Stated exercise>
Edit the rows below by replacing "marker" with "pin" everywhere, changing nothing else and leaving out the pictures.

Items from a data source:
⁂

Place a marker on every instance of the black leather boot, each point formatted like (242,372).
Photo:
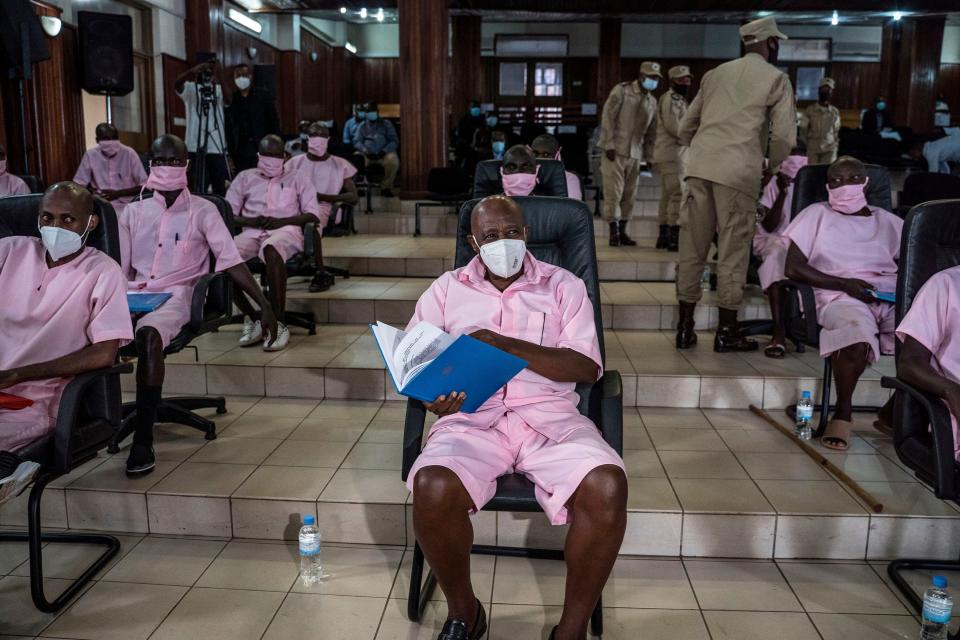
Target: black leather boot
(728,337)
(663,237)
(625,240)
(686,336)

⁂

The result>
Place a pin on every instance of the black leather boot, each point formatted like (242,372).
Photo:
Target: black leather boot
(728,337)
(663,237)
(625,240)
(686,336)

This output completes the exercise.